▶ [Segmento di testo]:
Spesso sentiamo dire o leggiamo sui giornali che il cervello dei bambini è cambiato e che i bambini sono più svelti e attenti di quelli di prima.

Tutto ciò è confermato scientificamente: il cervello dei bambini post-moderni è cambiato, si parla di una nuova modalità di apprendere, quella multitasking.

I bambini possono fare più cose contemporaneamente (ascoltare musica, studiare, guardare un film ecc) tenendo attivi più canali sensoriali e motori.

Se da una parte il multitasking è funzionale, dall’altra no perché oggi i bambini hanno difficoltà a mantenere fissa l’attenzione verso un solo stimolo.

La nuova generazione, abituata al progresso tecnologico digitale, è improntata sul “tutto e subito”, ciò comporta delle serie difficoltà a gestire la noia e la frustrazione.

Non esistono più attese, tempi e immaginazione che sviluppano nel bambino processi per poterle affrontare.

Pertanto, spesso mi capita di parlare con genitori e di affermare ripetutamente che i bambini devono poter sperimentare almeno una volta nell’arco di una giornata la noia. In questo caso la noia è “riparatrice e funzionale”.

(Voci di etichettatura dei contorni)
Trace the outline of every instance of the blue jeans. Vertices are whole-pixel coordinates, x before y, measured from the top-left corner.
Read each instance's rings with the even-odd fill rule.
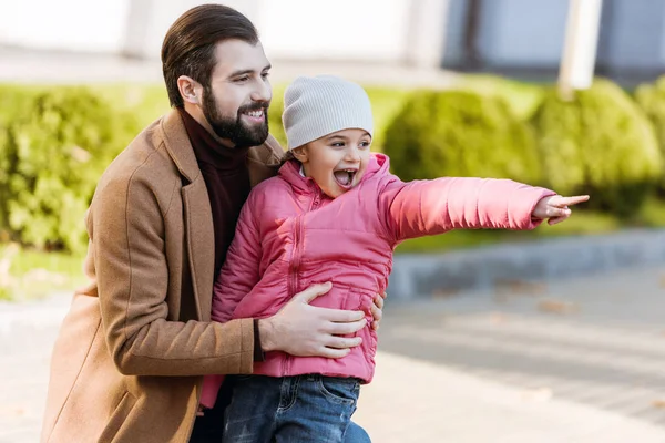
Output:
[[[228,382],[224,443],[370,442],[350,421],[360,393],[357,379],[239,375]]]

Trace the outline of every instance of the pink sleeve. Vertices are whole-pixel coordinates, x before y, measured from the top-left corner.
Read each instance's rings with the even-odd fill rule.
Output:
[[[226,322],[232,319],[233,311],[252,288],[258,282],[260,264],[260,241],[258,220],[254,218],[253,206],[256,198],[247,199],[241,210],[236,233],[228,248],[222,271],[213,287],[211,318],[213,321]],[[213,408],[224,375],[206,375],[203,379],[201,404]]]
[[[451,229],[533,229],[533,208],[553,190],[509,179],[443,177],[403,183],[392,176],[379,209],[396,241]]]
[[[235,236],[213,287],[211,318],[214,321],[231,320],[236,306],[259,280],[262,248],[254,205],[256,198],[250,195],[241,210]]]

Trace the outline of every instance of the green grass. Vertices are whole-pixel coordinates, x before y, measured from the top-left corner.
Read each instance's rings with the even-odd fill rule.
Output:
[[[58,291],[73,291],[86,281],[83,256],[20,248],[11,254],[11,248],[0,245],[0,261],[10,260],[9,281],[0,277],[0,299],[39,299]]]

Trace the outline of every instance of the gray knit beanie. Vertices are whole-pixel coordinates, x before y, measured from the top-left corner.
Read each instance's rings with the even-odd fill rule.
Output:
[[[365,90],[334,76],[299,76],[284,93],[284,131],[293,150],[337,131],[372,135],[371,104]]]

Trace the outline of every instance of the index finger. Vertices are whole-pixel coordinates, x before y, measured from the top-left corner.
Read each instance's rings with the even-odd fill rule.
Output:
[[[556,206],[572,206],[579,203],[584,203],[589,200],[587,195],[576,195],[574,197],[559,197],[556,199]]]
[[[350,311],[347,309],[317,308],[321,310],[321,317],[335,323],[348,323],[365,318],[362,311]]]

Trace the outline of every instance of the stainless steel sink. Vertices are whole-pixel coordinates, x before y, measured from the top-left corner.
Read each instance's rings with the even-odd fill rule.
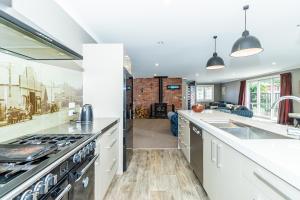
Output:
[[[291,139],[289,137],[275,134],[266,130],[248,126],[237,122],[228,123],[210,123],[211,125],[220,128],[227,133],[240,139]]]

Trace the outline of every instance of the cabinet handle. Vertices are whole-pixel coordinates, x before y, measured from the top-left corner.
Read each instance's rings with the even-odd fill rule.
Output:
[[[288,197],[284,192],[280,191],[278,188],[276,188],[270,181],[268,181],[263,175],[261,175],[258,171],[253,172],[254,176],[258,178],[261,182],[266,184],[269,188],[271,188],[274,192],[276,192],[278,195],[280,195],[282,198],[286,200],[292,200],[292,198]]]
[[[212,162],[216,162],[216,141],[211,141],[210,157]]]
[[[111,149],[117,142],[117,139],[115,139],[108,147],[105,147],[105,149]]]
[[[110,169],[106,170],[106,172],[111,172],[111,171],[114,169],[116,163],[117,163],[117,159],[114,159],[114,162],[113,162],[112,165],[110,166]]]
[[[217,167],[221,168],[222,167],[222,145],[218,144],[217,145]]]
[[[117,130],[117,127],[114,128],[114,129],[113,129],[109,134],[107,134],[107,135],[112,135],[112,134],[114,134],[116,130]]]

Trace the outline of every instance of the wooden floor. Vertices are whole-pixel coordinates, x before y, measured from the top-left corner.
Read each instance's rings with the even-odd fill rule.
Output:
[[[177,149],[134,150],[126,173],[115,177],[105,200],[208,200]]]

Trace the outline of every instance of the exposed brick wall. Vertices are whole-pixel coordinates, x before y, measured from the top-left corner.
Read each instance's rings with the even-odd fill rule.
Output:
[[[180,90],[168,90],[167,85],[181,85]],[[175,105],[176,109],[182,107],[182,79],[181,78],[167,78],[164,79],[164,102],[168,105]]]
[[[181,78],[163,79],[163,102],[174,104],[176,109],[182,106],[182,90],[167,90],[167,85],[181,85]],[[135,107],[144,107],[150,111],[150,106],[158,103],[158,79],[157,78],[137,78],[133,80],[133,102]]]

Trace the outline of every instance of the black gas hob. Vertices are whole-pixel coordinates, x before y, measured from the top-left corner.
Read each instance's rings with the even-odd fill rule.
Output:
[[[49,183],[52,185],[46,185],[47,188],[45,189],[48,179],[46,180],[47,177],[41,178],[41,181],[44,181],[42,187],[44,191],[40,194],[46,194],[48,190],[50,191],[50,186],[55,185],[53,183],[58,183],[71,168],[94,154],[95,143],[92,141],[92,137],[92,134],[29,135],[17,138],[8,144],[0,144],[0,199],[10,191],[21,187],[32,176],[43,171],[76,147],[86,143],[84,148],[80,150],[80,154],[74,152],[46,175],[48,178],[51,176]],[[29,190],[34,190],[34,188],[29,186]],[[16,199],[22,198],[20,196]]]

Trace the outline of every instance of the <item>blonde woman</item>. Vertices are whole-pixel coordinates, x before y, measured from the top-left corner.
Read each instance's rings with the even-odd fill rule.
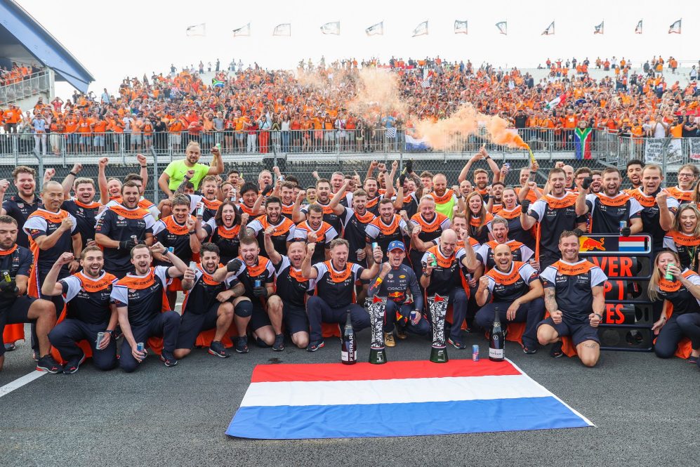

▶ [Scopo del compito]:
Prosegui il testo sui bambini, il multitasking e la noia a partire dall'ultima frase riportata.

▶ [In risposta]:
Dunque, oggi si parla di un grande cambiamento a livello psicosociale e antropologico.

I bambini vengono definiti “i nativi digitali”, ossia quelli nati in questa epoca che hanno modalità diverse anche di relazione a causa di questa iperconnessione con il mondo digitale.

Ci sono poi gli “Immigrati digitali” ossia noi, che stiamo imparando a vivere in questo nuovo mondo cercando di adattarci più velocemente possibile.

Infine, ci sono i pre-digitali ossia quelle persone che non si sono adattate perché troppo resistenti e lente a questo tipo veloce di cambiamento.

Il mondo post-moderno è fatto di “liquidità relazionale e affettiva”, come dice ZygmuntBauman portando con sé la perdita dell’empatia e dell’autenticità della relazione. Bauman parla di “rottura di circuiti della solidarietà”, ossia della perdita dell’intimità, della profondità nell’incontro con l’altro, della capacità di guardarsi negli occhi e capirsi.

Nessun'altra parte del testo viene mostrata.